[Your instructions] Using the data that follows, state the number of lines holding the word "below", and give no other output.

Items listed in a dataset:
+-------+

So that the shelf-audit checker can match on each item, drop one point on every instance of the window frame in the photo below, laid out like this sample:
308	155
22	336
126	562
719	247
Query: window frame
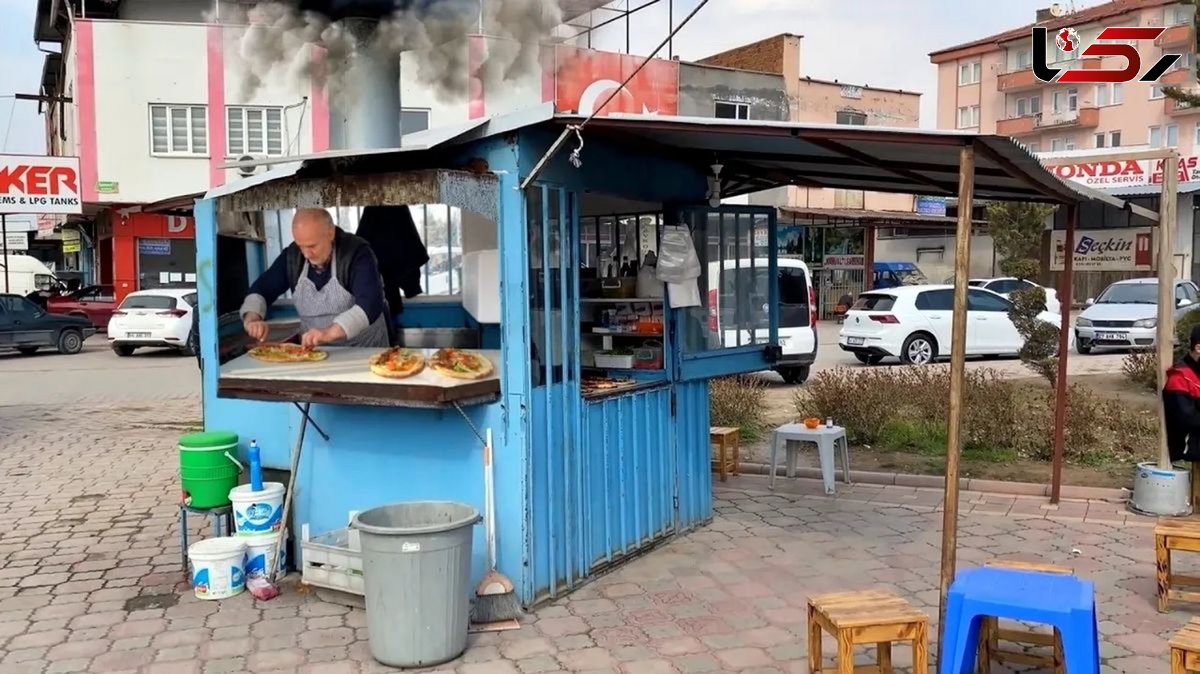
264	124
171	151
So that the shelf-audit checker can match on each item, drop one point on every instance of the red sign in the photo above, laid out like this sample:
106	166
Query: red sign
586	79
1067	41
40	185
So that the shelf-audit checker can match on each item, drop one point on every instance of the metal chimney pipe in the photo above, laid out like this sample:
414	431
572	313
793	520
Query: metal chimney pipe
367	116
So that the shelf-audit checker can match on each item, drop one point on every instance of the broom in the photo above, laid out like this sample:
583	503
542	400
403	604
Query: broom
495	600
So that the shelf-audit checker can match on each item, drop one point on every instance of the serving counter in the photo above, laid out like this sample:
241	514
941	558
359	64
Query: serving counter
345	378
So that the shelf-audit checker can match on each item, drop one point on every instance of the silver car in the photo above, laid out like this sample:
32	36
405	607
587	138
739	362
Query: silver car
1126	314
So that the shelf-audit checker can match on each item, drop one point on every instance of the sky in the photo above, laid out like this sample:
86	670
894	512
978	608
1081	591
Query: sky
865	42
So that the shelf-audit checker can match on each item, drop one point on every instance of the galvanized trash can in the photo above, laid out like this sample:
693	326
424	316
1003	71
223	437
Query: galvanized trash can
417	576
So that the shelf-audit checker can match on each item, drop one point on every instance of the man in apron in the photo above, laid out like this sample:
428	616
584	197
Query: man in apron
335	286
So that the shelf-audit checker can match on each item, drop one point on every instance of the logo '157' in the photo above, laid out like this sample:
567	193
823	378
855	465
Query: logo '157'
1068	43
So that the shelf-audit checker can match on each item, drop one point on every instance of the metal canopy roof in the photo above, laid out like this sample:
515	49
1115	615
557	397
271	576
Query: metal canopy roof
755	155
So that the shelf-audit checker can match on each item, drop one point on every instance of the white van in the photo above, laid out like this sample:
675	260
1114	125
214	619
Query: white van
25	274
797	311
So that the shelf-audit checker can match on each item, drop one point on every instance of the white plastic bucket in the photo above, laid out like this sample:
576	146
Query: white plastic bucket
257	512
261	553
217	570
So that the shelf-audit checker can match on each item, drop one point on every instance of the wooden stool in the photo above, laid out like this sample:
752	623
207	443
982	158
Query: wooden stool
870	617
1175	534
726	439
1186	648
991	633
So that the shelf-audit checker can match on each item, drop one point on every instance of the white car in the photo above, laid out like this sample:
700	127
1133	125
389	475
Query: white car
913	323
1007	286
1126	314
153	318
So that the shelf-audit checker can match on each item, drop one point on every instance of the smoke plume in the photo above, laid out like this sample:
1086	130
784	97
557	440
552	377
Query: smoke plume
281	42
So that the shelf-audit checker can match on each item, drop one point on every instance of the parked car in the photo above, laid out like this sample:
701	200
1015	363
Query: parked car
154	318
25	328
1007	286
743	290
913	324
1126	314
94	302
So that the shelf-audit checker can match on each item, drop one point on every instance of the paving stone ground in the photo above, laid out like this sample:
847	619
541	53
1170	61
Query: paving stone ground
90	571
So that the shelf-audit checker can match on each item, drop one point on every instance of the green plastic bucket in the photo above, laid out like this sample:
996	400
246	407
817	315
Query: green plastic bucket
208	468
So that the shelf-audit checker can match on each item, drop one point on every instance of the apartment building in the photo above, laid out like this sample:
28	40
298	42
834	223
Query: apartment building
988	85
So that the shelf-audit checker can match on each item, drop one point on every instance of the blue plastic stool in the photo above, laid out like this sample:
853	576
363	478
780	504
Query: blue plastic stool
1065	602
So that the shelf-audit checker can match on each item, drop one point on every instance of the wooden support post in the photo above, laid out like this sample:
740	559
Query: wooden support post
958	368
1060	398
1165	335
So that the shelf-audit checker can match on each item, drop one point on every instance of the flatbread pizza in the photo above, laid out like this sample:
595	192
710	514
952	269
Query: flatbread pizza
397	363
457	363
286	353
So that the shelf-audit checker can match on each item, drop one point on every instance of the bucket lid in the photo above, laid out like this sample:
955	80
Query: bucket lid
207	439
223	545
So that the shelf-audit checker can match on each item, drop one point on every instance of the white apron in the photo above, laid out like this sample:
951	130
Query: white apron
318	308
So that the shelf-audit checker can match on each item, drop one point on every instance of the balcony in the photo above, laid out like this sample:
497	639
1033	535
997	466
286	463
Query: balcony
1026	125
1176	109
1182	35
1176	77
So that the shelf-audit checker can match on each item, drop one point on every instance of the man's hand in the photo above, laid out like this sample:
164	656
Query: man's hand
256	328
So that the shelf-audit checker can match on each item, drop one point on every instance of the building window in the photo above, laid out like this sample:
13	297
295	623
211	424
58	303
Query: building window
969	116
179	131
255	131
415	119
851	118
1029	106
726	110
970	73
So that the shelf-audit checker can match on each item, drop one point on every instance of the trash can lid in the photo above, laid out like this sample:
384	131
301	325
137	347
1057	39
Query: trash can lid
415	518
208	439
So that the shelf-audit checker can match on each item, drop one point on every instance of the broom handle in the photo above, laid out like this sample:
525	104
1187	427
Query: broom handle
287	498
490	497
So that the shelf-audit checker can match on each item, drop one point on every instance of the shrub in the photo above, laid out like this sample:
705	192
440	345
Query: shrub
738	402
907	409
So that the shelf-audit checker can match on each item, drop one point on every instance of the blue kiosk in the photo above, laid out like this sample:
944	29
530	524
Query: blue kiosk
599	402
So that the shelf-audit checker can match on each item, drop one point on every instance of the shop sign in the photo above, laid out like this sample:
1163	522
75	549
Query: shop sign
34	184
586	78
1105	250
16	241
154	246
71	240
931	206
1126	173
845	262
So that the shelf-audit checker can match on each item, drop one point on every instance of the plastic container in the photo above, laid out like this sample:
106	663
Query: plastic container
261	553
208	468
257	512
417	576
217	569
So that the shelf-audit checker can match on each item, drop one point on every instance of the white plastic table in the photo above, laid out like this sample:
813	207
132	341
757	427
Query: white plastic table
826	439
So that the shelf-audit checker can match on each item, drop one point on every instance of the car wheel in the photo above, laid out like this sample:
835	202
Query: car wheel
70	342
918	349
795	375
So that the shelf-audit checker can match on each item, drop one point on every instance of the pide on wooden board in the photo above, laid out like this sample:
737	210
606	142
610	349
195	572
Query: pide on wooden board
457	363
397	363
286	353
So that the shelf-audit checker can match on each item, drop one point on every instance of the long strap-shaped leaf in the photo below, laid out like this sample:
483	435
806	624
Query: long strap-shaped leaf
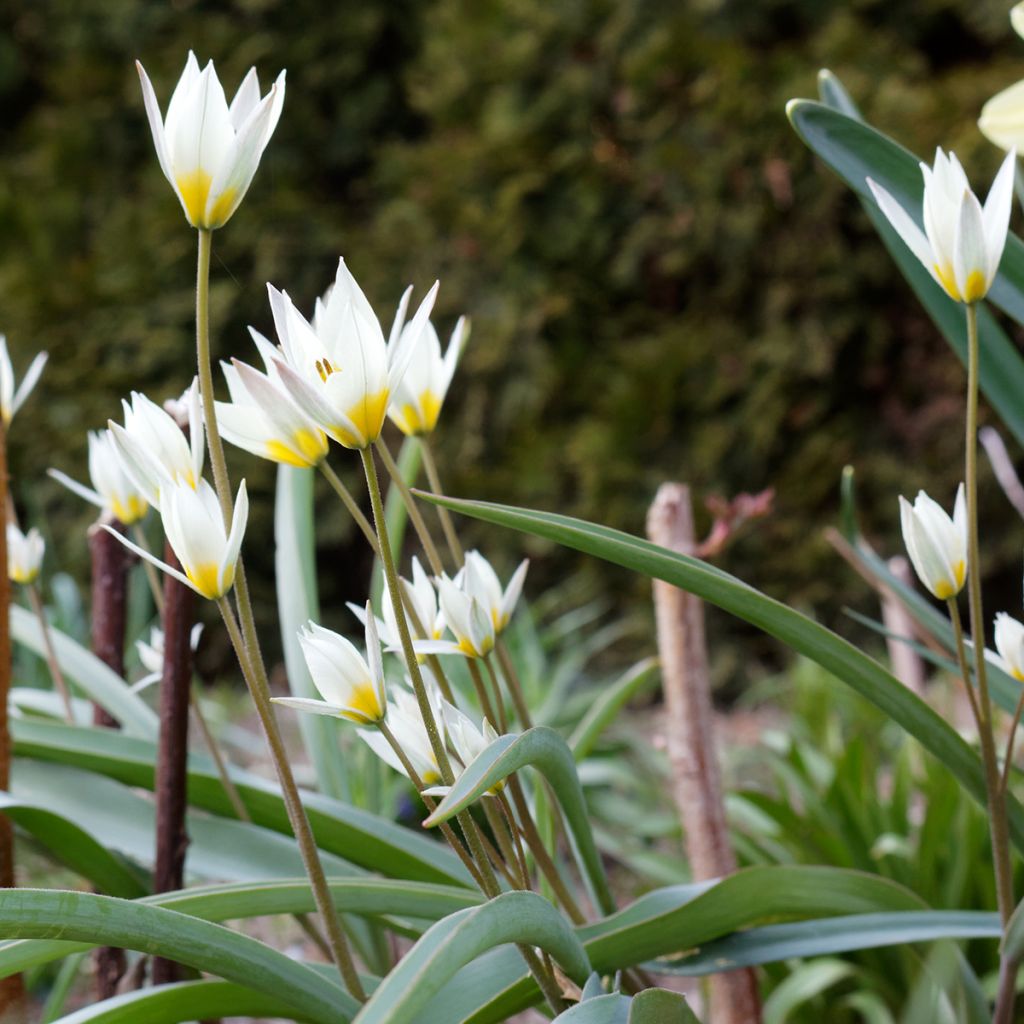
834	935
518	916
672	921
544	750
357	836
365	896
74	847
855	152
48	913
187	1000
82	667
834	653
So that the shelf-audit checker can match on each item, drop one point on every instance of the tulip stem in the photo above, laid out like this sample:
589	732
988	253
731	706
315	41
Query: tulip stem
51	655
293	803
349	502
998	828
442	513
429	548
151	570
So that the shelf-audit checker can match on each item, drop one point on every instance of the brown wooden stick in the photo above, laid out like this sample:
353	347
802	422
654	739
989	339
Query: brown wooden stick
11	988
689	732
110	589
172	754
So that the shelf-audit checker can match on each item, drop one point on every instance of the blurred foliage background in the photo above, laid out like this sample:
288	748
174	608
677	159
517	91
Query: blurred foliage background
663	282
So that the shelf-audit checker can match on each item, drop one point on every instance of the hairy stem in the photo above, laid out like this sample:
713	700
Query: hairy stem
448	526
293	803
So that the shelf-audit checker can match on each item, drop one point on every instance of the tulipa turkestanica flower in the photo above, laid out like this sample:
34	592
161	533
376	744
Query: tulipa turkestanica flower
421	599
113	491
963	242
936	544
406	724
1010	645
12	398
1001	118
209	151
339	369
194	526
263	418
154	450
419	396
25	554
351	685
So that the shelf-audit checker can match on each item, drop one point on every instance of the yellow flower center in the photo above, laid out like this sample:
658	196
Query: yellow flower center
205	579
412	420
364	705
195	190
367	421
306	449
129	511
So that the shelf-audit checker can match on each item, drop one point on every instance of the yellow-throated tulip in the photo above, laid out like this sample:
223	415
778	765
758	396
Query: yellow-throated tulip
12	398
209	151
194	526
936	543
963	242
351	685
339	369
263	418
112	489
25	554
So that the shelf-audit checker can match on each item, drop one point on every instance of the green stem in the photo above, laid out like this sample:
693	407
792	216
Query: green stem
515	687
451	537
429	548
349	502
296	812
998	828
51	655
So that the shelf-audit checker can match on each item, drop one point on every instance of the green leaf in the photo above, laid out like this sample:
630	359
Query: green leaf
673	921
855	152
602	1010
73	846
1013	943
361	838
611	700
834	653
154	930
802	985
544	750
517	916
834	935
295	568
125	821
365	896
658	1006
187	1000
102	685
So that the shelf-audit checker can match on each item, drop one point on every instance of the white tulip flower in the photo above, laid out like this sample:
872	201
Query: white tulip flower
154	450
113	491
194	526
11	399
25	554
263	418
936	544
339	369
1010	644
208	151
406	724
418	398
352	686
963	242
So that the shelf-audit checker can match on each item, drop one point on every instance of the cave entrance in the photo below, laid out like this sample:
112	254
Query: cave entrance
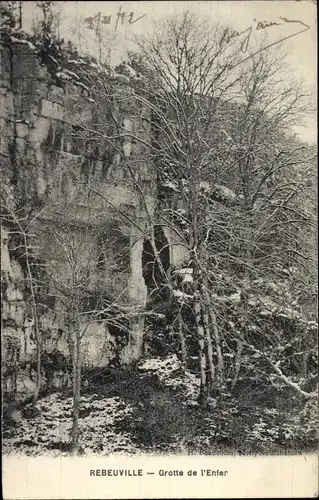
156	287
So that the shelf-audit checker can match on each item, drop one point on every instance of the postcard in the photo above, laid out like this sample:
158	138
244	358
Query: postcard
158	249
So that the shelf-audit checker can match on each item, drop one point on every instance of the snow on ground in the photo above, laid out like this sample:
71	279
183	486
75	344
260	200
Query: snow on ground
49	433
169	372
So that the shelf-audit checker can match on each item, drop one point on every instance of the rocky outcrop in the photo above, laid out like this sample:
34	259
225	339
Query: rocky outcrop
46	166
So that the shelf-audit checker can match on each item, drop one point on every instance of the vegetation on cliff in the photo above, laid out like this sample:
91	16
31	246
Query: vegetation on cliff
227	335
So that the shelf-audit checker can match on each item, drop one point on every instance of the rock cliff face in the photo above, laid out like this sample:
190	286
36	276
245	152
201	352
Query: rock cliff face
46	168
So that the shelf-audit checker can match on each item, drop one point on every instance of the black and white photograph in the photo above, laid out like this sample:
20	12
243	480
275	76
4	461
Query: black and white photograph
158	229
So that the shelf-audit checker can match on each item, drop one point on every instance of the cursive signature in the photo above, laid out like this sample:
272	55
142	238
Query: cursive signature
261	25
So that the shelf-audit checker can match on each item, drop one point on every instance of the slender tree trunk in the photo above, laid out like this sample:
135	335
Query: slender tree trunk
210	376
214	325
237	363
76	362
182	340
202	354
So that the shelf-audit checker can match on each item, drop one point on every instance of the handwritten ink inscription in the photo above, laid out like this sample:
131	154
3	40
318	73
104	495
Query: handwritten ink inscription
96	21
262	25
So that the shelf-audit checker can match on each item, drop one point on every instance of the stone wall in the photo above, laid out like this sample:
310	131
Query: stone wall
45	169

+-------+

[Solution for this task] 3